Document segment>
┌────────

# QUESTIONS, Hardlines: fittings, bending, polishing



## UghRice (Sep 8, 2010)

What compression fittings are people using for hardline setups? I've searched but haven't found a definitive "This is probably the best way to go" answer. I'm aware that PTC can be used, but I'm really looking to moving towards a set up where I don't have to worry about shotty PTC fittings in the trunk set up. I'll still be running plastic to the bags. Are there compression to PTC, like some sort of bulkhead union?

What are some of you dudes using for a rigid bender? I've tried searching Lowe's for straight tubing, no luck :banghead: If anyone local to MA has done a hardline set up with straight tubing, where are you picking this stuff up?

Also, polishing. What are people doing for this? Wet sand and copper polish, or a wet sand, rouge, copper polish?

Sorry, I'm a noob when it comes to hardlines


----------



## Ben from RI (Jun 5, 2009)

Just did mine. I used all non plastic PTC and compression fittings. As far as polishing the copper, I wet sanded, buffed and polished. I all my tools from home depot, Bender and cutter, worked perfectly 

If you need any help feel free to hit me up


----------



## UghRice (Sep 8, 2010)

Ben from RI said:


> Just did mine. I used all non plastic PTC and compression fittings. As far as polishing the copper, I wet sanded, buffed and polished. I all my tools from home depot, Bender and cutter, worked perfectly
> 
> If you need any help feel free to hit me up


What compression fittings did you use?


----------



## Ricersux (May 20, 2003)

If you are going to use stainless and want to use compression...Swagelok is the only way to go. If you want to flare the tubing then you can use AN fittings from Earls/Summit just have to use the correct flare degree for the fitting type you decide to use. Im using swagelok fittings and I bought my tubing from them also and couldnt be happier.


----------



## UghRice (Sep 8, 2010)

Probably not doing stainless, but thanks for the info :thumbup:


----------



## eastcoaststeeze (Jul 20, 2009)

talk to swoops.

he is the man on hardlines, he does amazing work


----------



## arethirdytwo (Apr 4, 2007)

What I want is a flared bulkhead fitting. Hardlines and PTC will never be 100% leak free. My bulkhead fittings are my only weak spot. I can throw soapy water on them and over a few minutes I'll get small bubbles. Nowhere else.


----------



## [email protected] (Jan 26, 2006)

arethirdytwo said:


> What I want is a flared bulkhead fitting. Hardlines and PTC will never be 100% leak free. My bulkhead fittings are my only weak spot. I can throw soapy water on them and over a few minutes I'll get small bubbles. Nowhere else.


I disagree Kyle, my hardline set ups hold air fine. I would *not* use PTC's though. I flare my tubbing.
Good enough for brakes, good enough for 150 psi of air.


----------



## 1lojet1281 (Jun 15, 2003)

Any loses or hd I have ever been in has sold copper pipe in ten foot long sticks. They will even cut it into more manageable lengths so it will fit in your car. It's always been competitively priced too. They also sell compression fittings, you just get the ones for the size of the pipe you are using.


----------



## arethirdytwo (Apr 4, 2007)

└────────

Exercise description> Quote the hardline forum thread word for word between "## Ricersux (May" and "couldnt be happier.", inclusive. These rows come from a separate source.

Data entries>
┌────────

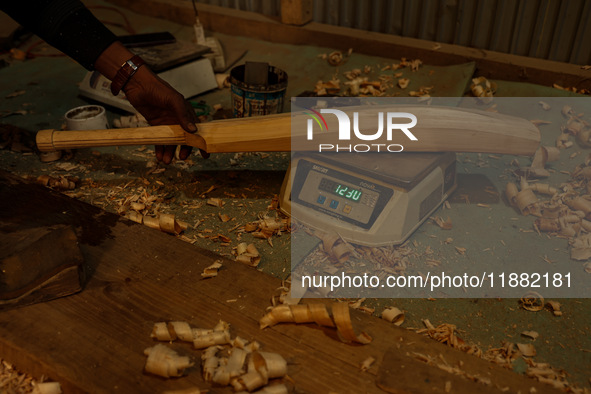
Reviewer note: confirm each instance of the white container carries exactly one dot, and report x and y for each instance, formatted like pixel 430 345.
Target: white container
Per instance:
pixel 87 117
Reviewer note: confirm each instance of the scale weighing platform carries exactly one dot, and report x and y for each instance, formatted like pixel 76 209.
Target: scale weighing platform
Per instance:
pixel 372 199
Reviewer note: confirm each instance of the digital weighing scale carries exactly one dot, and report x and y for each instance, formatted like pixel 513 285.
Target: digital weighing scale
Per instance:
pixel 372 199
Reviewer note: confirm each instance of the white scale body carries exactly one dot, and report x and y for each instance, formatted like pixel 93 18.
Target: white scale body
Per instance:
pixel 372 199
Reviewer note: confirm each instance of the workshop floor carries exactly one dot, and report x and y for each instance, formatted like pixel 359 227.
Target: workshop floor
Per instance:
pixel 247 183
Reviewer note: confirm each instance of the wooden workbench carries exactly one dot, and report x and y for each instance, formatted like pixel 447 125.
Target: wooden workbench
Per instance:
pixel 93 341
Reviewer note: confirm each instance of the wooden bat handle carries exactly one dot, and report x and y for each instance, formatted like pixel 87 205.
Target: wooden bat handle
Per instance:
pixel 52 140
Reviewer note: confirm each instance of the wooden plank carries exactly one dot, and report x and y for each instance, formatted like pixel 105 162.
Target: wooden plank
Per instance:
pixel 439 129
pixel 93 341
pixel 493 65
pixel 296 12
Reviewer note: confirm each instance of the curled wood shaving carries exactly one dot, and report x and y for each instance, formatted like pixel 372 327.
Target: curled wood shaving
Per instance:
pixel 248 254
pixel 445 225
pixel 393 315
pixel 367 363
pixel 483 89
pixel 527 349
pixel 243 367
pixel 215 202
pixel 212 270
pixel 190 390
pixel 532 301
pixel 555 307
pixel 165 362
pixel 335 58
pixel 164 222
pixel 58 183
pixel 319 314
pixel 266 227
pixel 530 334
pixel 330 87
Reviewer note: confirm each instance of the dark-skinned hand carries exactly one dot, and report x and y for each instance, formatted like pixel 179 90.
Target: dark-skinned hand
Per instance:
pixel 161 104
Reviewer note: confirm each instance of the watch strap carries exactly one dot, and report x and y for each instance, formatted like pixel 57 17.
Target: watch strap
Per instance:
pixel 127 70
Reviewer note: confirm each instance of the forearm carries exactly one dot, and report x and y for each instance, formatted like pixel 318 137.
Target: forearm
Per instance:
pixel 65 24
pixel 111 59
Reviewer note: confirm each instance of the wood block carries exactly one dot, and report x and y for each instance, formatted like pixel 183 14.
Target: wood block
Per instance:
pixel 296 12
pixel 93 341
pixel 38 264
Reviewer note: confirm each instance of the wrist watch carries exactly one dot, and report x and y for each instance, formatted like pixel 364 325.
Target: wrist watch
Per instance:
pixel 127 70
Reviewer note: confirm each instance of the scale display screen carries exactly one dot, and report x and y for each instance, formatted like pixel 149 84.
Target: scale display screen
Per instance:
pixel 337 194
pixel 340 189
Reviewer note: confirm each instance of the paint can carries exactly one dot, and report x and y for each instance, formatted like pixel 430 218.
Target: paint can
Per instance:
pixel 257 89
pixel 87 117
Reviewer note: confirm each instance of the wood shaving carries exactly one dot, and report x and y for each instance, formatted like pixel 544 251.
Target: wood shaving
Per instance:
pixel 527 349
pixel 403 83
pixel 330 87
pixel 212 270
pixel 483 89
pixel 248 254
pixel 367 363
pixel 58 183
pixel 554 306
pixel 164 222
pixel 530 334
pixel 165 362
pixel 393 315
pixel 319 314
pixel 215 202
pixel 532 301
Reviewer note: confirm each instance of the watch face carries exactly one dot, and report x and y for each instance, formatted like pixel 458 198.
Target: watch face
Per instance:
pixel 132 64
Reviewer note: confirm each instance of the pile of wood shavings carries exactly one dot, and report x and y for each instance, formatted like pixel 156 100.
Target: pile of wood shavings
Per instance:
pixel 505 356
pixel 15 382
pixel 359 85
pixel 12 381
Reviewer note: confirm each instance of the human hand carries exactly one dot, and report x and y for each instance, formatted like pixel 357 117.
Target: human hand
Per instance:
pixel 161 104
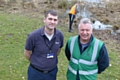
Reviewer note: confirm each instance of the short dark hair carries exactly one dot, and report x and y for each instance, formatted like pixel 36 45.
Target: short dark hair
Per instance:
pixel 52 12
pixel 85 21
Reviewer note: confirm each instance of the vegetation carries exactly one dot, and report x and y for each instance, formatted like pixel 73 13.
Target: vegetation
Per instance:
pixel 13 65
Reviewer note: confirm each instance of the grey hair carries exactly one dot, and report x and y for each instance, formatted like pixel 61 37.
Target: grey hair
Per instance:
pixel 85 21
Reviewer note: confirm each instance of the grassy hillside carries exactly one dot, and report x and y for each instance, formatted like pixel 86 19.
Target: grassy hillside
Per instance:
pixel 13 65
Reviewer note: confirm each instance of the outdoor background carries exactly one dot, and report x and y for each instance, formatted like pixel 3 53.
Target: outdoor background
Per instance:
pixel 19 17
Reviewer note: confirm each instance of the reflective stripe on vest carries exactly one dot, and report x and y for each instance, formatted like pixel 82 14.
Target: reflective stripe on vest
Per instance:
pixel 88 72
pixel 92 62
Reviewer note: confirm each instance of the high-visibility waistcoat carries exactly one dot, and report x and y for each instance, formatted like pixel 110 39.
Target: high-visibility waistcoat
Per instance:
pixel 73 10
pixel 85 63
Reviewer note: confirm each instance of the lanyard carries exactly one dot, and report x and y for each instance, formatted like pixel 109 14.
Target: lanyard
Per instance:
pixel 49 47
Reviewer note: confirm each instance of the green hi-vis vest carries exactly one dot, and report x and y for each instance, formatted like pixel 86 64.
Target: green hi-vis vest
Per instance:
pixel 86 63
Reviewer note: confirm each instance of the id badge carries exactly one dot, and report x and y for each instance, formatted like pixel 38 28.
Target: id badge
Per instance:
pixel 50 55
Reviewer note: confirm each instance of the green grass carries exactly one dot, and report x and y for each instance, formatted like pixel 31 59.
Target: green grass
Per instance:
pixel 13 65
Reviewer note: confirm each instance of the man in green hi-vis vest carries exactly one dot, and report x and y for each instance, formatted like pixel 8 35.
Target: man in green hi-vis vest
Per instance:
pixel 87 55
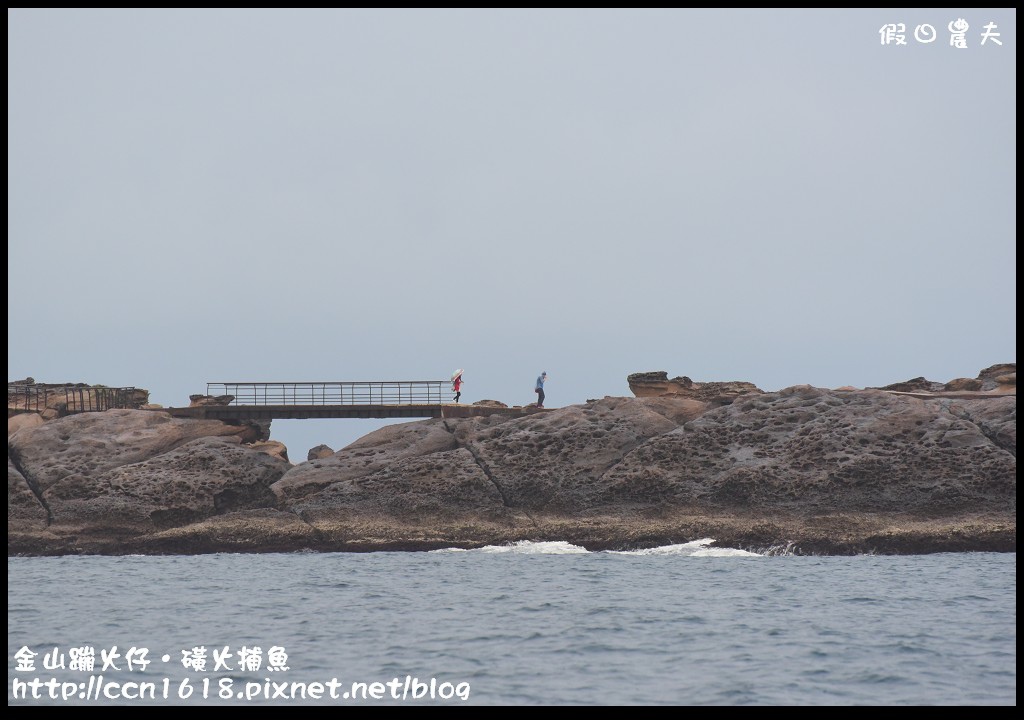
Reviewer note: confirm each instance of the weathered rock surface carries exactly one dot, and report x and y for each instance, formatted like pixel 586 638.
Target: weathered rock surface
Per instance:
pixel 656 384
pixel 804 469
pixel 320 452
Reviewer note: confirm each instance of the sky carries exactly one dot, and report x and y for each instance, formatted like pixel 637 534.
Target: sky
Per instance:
pixel 773 196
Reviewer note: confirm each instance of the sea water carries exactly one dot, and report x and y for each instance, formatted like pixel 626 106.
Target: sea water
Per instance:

└────────

Exercise solution>
## Ricersux (May 20, 2003)

If you are going to use stainless and want to use compression...Swagelok is the only way to go. If you want to flare the tubing then you can use AN fittings from Earls/Summit just have to use the correct flare degree for the fitting type you decide to use. Im using swagelok fittings and I bought my tubing from them also and couldnt be happier.